[The exercise] Replace "Point out" with "Indicate" in every item below, and keep everything else the same. Leave the pictures out of your answer.

[Point annotation records]
┌──

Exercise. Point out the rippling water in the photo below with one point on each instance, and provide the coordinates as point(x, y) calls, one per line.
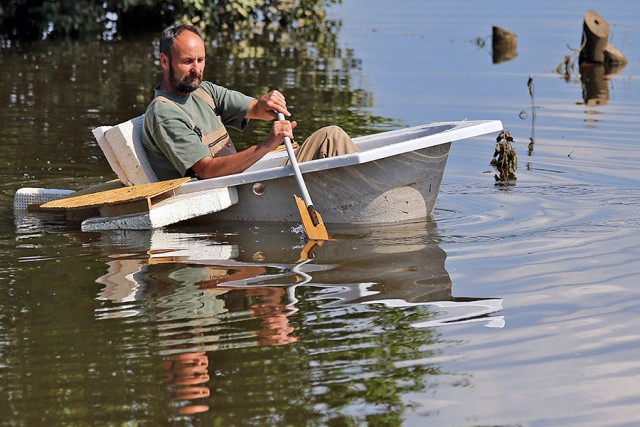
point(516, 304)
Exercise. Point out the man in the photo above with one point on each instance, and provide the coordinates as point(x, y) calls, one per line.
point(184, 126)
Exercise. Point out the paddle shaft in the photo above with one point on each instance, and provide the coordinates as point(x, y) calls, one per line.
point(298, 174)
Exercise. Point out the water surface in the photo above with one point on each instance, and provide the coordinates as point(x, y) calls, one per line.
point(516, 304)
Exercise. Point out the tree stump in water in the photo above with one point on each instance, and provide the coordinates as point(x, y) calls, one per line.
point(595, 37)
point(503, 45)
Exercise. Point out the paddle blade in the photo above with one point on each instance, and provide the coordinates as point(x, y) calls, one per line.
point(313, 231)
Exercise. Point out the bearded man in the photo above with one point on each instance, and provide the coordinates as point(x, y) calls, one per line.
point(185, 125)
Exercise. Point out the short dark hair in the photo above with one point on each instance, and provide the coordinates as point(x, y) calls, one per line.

└──

[The answer]
Exercise. Indicate the rippling water in the photo below with one point on each instance, and provide the coordinates as point(x, y) calls, one per line.
point(516, 304)
Exercise. Indicate the man in the photo above with one point on each instance, and provide the coordinates as point(x, y) calls, one per line.
point(184, 126)
Exercise. Indicate the paddle shaft in the photo above with one point on each instance, and provide the coordinates as point(x, y) calls, one per line.
point(298, 174)
Exercise. Indicate the water surface in the photo above with one point on each instance, and provide the coordinates as point(x, y) calls, one per line.
point(516, 304)
Exercise. Indicate the tree stump in water in the photo above with one point on each instance, and provide the coordinates as point(x, y) calls, one per line.
point(595, 37)
point(503, 45)
Exercise. Indicate the paddle blade in the photo above with one point on each instance, and provide the coordinates as point(x, y) calls, one per line.
point(313, 231)
Exercise. Indicate the bearded man in the photo above with one point on each instance, and provide the coordinates as point(x, y) calls, one per line.
point(185, 125)
Exercise. Indicate the short dark hair in the photo above with one point on each instance, and provide the coordinates as point(x, y) calls, one per line.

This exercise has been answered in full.